**What the task requires:** Beneath this instruction is a block of data; output from it exactly the lines that run from the one containing "form [546, 208]." through the one containing "form [594, 388].", inclusive.

**Data provided:**
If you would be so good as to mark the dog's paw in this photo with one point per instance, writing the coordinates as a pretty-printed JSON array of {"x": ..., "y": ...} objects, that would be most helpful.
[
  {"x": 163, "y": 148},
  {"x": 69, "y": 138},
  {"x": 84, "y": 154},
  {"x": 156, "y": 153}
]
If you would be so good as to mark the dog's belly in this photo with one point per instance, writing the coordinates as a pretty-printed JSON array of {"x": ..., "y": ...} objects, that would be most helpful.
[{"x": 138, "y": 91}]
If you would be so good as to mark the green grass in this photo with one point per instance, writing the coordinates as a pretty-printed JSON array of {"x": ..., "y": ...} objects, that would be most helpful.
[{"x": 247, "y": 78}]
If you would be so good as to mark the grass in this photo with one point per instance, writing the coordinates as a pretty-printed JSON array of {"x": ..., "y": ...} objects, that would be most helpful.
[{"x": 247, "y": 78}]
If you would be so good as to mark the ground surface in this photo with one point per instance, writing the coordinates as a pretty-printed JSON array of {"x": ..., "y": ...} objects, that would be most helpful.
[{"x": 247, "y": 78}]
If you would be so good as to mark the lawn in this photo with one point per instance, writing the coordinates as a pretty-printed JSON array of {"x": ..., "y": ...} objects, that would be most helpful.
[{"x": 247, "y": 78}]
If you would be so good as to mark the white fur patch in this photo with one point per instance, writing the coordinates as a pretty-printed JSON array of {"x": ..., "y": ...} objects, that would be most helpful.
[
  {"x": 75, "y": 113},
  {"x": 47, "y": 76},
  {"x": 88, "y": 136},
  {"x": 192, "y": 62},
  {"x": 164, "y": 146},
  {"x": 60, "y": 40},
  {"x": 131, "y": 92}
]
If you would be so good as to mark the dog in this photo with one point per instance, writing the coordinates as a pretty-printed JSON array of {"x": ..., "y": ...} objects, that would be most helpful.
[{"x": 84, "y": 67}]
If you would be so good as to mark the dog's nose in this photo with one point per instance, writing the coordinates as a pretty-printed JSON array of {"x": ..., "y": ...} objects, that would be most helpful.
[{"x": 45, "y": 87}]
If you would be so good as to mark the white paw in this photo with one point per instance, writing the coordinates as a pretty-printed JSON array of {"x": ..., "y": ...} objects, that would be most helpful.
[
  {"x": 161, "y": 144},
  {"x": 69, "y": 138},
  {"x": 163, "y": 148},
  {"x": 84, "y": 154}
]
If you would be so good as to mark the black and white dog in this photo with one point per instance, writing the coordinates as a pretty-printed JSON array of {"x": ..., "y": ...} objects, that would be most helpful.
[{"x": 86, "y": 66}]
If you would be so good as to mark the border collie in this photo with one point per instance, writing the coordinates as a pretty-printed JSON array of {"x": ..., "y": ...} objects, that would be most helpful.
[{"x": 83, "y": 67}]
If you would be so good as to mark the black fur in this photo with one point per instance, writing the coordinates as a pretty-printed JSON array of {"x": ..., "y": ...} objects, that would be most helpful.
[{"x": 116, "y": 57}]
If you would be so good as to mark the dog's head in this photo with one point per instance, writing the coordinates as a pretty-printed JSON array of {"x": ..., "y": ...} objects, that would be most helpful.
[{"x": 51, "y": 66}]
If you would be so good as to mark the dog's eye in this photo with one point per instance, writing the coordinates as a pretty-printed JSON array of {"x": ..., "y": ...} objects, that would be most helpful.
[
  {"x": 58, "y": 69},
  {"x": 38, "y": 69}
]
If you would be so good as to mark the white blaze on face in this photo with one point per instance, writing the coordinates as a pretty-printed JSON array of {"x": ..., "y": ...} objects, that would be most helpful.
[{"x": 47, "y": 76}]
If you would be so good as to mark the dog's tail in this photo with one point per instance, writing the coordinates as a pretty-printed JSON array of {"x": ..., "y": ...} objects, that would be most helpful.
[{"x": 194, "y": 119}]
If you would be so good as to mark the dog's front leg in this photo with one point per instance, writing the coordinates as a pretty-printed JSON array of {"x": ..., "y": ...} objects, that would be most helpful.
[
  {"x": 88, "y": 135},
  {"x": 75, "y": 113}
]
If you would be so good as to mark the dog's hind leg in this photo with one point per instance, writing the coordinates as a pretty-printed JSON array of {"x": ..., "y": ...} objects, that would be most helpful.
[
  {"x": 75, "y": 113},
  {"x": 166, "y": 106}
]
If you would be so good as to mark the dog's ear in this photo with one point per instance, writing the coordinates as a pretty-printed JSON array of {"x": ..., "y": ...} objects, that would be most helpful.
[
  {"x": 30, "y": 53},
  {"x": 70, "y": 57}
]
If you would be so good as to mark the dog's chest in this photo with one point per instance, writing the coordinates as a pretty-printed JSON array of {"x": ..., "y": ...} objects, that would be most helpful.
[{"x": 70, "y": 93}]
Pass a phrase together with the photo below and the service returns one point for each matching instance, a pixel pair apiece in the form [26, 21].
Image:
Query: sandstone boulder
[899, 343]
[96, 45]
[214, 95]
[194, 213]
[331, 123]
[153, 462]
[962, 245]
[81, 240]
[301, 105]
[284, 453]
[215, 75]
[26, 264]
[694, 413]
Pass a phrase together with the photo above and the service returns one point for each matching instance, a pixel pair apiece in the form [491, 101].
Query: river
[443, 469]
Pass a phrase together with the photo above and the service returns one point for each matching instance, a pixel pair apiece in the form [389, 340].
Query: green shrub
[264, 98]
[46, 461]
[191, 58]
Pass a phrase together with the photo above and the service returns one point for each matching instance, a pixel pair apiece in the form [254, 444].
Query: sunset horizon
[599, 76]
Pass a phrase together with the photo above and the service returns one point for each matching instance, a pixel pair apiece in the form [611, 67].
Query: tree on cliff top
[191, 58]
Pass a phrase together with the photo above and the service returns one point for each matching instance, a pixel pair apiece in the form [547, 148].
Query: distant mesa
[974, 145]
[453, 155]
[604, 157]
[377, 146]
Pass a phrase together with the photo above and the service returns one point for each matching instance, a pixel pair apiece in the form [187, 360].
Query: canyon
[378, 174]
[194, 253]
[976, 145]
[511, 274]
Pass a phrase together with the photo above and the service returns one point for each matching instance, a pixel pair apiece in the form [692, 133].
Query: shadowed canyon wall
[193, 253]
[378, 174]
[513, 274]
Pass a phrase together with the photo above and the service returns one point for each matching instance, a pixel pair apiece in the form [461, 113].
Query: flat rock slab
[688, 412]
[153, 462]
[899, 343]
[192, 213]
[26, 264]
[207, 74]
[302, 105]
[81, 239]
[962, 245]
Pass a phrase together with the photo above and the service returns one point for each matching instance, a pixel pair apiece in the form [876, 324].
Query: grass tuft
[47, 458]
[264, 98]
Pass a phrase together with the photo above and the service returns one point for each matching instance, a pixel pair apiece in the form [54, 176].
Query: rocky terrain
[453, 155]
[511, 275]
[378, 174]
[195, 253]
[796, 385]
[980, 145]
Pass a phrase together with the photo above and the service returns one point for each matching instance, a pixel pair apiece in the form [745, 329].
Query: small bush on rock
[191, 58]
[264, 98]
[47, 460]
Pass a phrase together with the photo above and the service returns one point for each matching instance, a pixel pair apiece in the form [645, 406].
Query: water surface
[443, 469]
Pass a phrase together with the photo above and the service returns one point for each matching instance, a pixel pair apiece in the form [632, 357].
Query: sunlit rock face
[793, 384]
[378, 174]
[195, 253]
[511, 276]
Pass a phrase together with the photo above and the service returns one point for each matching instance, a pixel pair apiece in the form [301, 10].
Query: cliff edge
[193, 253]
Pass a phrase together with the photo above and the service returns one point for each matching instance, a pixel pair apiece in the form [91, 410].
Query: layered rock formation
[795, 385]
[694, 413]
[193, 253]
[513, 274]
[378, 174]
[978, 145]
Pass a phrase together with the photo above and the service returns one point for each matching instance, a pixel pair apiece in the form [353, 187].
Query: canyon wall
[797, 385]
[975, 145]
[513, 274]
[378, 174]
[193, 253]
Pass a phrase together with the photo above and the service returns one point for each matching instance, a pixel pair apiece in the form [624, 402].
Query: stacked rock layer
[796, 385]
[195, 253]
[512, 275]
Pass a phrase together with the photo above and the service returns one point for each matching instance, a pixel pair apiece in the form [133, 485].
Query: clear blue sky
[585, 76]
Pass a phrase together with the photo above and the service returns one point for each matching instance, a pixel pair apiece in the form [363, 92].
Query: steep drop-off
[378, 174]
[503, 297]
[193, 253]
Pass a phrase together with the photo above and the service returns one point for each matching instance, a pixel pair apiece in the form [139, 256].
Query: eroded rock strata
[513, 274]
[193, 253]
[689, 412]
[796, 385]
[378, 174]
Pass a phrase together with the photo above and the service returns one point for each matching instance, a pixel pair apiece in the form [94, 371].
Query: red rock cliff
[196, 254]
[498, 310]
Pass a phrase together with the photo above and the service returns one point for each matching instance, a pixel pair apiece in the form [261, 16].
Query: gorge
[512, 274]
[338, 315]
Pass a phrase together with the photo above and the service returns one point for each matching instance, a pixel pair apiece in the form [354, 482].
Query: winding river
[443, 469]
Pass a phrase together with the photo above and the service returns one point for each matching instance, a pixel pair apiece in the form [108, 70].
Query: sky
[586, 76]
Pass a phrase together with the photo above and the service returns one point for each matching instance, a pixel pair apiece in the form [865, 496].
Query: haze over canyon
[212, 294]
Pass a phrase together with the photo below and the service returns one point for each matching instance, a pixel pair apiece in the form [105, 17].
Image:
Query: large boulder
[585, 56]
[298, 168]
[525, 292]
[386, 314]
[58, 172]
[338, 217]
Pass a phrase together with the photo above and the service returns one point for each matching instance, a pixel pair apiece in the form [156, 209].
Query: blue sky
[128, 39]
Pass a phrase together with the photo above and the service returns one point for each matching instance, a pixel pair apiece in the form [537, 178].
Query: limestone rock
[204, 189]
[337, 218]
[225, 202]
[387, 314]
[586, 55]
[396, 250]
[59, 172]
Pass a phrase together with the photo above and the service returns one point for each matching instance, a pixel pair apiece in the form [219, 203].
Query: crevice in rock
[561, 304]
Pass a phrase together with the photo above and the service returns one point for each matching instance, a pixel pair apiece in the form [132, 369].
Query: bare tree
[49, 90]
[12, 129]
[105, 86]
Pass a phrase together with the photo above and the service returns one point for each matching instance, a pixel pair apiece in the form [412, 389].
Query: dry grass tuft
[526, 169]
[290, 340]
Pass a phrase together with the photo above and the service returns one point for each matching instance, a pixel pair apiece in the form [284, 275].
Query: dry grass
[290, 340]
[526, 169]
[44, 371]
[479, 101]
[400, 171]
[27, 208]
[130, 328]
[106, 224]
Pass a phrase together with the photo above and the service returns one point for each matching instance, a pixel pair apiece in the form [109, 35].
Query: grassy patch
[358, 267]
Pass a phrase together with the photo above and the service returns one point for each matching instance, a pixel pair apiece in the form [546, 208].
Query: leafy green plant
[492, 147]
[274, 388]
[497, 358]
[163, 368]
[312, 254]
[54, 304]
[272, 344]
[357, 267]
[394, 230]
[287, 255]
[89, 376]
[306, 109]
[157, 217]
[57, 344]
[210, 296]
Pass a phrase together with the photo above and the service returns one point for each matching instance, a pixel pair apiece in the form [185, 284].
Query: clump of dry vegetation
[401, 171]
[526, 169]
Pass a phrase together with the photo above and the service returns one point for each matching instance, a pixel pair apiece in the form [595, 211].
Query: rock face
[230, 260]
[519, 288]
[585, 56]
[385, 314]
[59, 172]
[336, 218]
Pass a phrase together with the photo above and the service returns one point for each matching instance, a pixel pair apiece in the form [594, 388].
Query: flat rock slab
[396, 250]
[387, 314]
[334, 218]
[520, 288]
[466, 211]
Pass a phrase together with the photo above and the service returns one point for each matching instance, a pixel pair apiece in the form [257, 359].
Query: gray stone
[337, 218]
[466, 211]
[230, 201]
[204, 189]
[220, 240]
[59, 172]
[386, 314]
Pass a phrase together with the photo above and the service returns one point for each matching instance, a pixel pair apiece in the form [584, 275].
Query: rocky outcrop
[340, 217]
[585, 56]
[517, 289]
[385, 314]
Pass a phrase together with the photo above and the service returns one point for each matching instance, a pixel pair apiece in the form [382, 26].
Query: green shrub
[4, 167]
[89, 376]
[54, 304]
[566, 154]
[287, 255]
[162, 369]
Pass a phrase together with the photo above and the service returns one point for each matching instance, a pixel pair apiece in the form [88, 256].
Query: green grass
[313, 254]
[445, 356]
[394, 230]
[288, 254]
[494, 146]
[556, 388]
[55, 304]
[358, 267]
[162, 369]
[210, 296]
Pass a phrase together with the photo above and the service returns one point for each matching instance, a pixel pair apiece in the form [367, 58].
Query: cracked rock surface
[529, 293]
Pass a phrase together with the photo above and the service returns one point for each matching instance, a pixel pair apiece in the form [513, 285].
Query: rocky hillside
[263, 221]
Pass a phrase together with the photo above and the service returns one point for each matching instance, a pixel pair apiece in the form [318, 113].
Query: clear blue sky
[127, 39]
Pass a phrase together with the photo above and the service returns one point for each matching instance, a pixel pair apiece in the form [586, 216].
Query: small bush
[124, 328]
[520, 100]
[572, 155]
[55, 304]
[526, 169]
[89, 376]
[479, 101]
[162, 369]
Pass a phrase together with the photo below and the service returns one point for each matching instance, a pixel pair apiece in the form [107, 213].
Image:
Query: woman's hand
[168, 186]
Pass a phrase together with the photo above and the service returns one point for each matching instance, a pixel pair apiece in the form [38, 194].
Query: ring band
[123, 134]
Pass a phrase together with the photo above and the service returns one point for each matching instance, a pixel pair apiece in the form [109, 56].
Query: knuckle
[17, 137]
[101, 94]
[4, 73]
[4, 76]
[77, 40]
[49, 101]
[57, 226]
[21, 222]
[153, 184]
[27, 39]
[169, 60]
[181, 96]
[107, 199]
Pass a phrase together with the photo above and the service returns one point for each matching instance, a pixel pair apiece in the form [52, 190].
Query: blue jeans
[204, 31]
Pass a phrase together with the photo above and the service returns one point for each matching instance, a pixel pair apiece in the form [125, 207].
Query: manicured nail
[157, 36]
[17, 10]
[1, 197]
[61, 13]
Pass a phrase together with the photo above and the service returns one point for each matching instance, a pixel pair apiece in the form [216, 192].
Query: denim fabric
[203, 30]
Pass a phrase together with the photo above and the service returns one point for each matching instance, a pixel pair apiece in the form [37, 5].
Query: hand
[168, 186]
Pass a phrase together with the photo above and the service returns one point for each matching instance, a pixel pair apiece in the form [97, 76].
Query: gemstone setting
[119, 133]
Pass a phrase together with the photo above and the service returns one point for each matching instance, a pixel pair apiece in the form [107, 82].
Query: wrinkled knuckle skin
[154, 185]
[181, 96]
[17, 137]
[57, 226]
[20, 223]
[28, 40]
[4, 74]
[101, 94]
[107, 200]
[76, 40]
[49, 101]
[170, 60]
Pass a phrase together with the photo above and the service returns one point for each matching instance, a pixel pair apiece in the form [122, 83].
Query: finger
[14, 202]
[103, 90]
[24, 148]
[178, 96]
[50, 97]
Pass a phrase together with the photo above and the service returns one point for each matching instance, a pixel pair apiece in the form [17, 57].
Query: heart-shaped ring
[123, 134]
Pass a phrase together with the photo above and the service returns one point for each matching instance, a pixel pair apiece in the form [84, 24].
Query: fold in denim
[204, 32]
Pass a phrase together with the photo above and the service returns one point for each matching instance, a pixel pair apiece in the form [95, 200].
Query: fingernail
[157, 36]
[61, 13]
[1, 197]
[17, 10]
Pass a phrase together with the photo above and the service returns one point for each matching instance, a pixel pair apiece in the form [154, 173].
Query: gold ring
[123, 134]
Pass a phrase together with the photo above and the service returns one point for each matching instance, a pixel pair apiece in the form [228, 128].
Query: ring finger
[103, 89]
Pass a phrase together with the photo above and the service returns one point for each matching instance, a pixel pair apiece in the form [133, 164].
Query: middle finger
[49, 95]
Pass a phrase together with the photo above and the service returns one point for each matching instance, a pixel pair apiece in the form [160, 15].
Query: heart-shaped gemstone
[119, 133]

**Response for this exercise:**
Pass a phrase together with the photo above and the service returns one point for each matching instance, a pixel pair apiece in the form [546, 208].
Query: leafy green plant
[492, 147]
[274, 388]
[497, 358]
[163, 368]
[312, 254]
[54, 304]
[272, 344]
[357, 267]
[394, 230]
[287, 255]
[89, 376]
[306, 109]
[157, 217]
[57, 344]
[210, 296]
Pass a phrase together with the photo above and the service returns one point for each matching instance, a pixel pair apiece in the form [185, 284].
Query: clump of dry vegetation
[401, 171]
[526, 169]
Pass a phrase together with the photo above and the service returns one point for each matching instance, a pixel pair apiece in the form [595, 211].
Query: rock face
[230, 260]
[519, 288]
[585, 56]
[385, 314]
[59, 172]
[336, 218]
Pass a phrase together with the photo above and the service returns one point for each matching instance, a pixel pair apiece in the form [594, 388].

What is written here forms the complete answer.